BRANO SCELTO:
--------
I registi, secondo Eugenio Barba, sono sempre goffi quando dimostrano come eseguire un’acrobazia, un movimento o un ruolo; è per tale ragione che il training individuale viene praticato con grande convinzione dal gruppo dell’Odin, fondato da Barba nel 1964. Il segreto del teatro consisterebbe quindi nell’apprendere e disapprendere. È quindi dall’esperienza con Grotowski, da Stanislavskij, Čechov, Piscator e Mejerchol’d che Barba renderà propri e determinati i dettami dell’allenamento attoriale, affinando il rigore così tanto da pretendere che “il luogo della creazione sia come il luogo in cui si partorisce” asettico e pulito come una sala chirurgica.

Liquidità che brucia e ferisce, come il fuoco ovvero lo sconfinamento è ciò che si percepisce da parte di chi decida di accostarsi allo studio dell’Odin. Questo unitamente alla dimensione di accoglienza da parte di Barba di generare un animale umano sacro, crea quella trascendenza che può trasformare un’attività amatoriale in qualcosa di diverso: “il professionista deve gratificare lo spettatore”.

Le testimonianze che seguono sono state generosamente donate da tre attori che hanno frequentato i workshop dell’Odin Teatret, a Lecce e Gallipoli.

Erika Grillo
Erika Grillo

Erika Grillo

Alcune riflessioni dal mio personale “Diario d’attore”, un quaderno che quotidianamente compilo dopo il lavoro in sala o comunque ogni qual volta ne sento l’esigenza. Siamo 15 in una sala che conosco molto bene. Il legno che sorregge il peso delle viscere è l’estensione del mio corpo, qui dentro. Dentro ai cantieri teatrali Koreja; e noi, operai di cantiere siamo. Noi, carichi e pronti a saltare come mine. Abbiamo 5 soli giorni di lavoro per arrivare alla restituzione finale. L’aspettativa è altissima. Il tempo. Dobbiamo stare a tempo. Se non riusciamo a seguire il ritmo, se “non ce l’abbiamo dentro”, possiamo contare. Un, due, tre. Un, due, tre. E’ così che fa la “danza del vento”. Danziamo per un’ora abbondante ogni mattina, tenendo sempre il tempo.

Tempo… questo sconosciuto, divorato fugacemente da appuntamenti e scadenze di ogni genere. Volato, veloce, velocissimo… come vento, tra le fronde, tra le foglie, inarrestabile.
--------
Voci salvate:
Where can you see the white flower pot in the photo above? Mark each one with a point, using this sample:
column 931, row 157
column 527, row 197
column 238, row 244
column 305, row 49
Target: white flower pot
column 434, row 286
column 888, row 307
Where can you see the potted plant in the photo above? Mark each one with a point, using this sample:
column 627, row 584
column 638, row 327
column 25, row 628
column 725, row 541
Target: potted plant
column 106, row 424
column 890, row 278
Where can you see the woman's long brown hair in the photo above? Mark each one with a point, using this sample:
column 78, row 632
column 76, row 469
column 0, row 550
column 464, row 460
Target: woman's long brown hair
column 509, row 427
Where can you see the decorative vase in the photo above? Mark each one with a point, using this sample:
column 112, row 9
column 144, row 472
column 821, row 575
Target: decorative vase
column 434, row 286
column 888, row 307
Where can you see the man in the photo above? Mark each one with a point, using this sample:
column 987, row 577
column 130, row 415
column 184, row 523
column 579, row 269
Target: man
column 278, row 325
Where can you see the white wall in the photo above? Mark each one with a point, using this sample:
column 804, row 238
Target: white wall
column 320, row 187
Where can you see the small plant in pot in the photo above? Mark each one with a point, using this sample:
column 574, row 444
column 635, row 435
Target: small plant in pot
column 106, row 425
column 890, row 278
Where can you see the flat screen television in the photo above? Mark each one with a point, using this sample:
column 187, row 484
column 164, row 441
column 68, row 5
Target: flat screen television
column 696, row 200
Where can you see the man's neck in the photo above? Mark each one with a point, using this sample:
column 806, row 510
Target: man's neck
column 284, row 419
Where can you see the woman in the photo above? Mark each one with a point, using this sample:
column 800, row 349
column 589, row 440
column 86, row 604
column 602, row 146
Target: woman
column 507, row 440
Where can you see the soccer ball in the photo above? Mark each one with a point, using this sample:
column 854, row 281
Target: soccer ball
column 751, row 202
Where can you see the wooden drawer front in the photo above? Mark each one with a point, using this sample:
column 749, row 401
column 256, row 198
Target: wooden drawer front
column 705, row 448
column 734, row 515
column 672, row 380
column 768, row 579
--------
CONSEGNA:
Ricopia fedelmente la parte del brano sull'Odin Teatret che si apre con le parole contenenti "Liquidità che brucia" e si chiude con "Lecce e Gallipoli.".

SOLUZIONE:
Liquidità che brucia e ferisce, come il fuoco ovvero lo sconfinamento è ciò che si percepisce da parte di chi decida di accostarsi allo studio dell’Odin. Questo unitamente alla dimensione di accoglienza da parte di Barba di generare un animale umano sacro, crea quella trascendenza che può trasformare un’attività amatoriale in qualcosa di diverso: “il professionista deve gratificare lo spettatore”.

Le testimonianze che seguono sono state generosamente donate da tre attori che hanno frequentato i workshop dell’Odin Teatret, a Lecce e Gallipoli.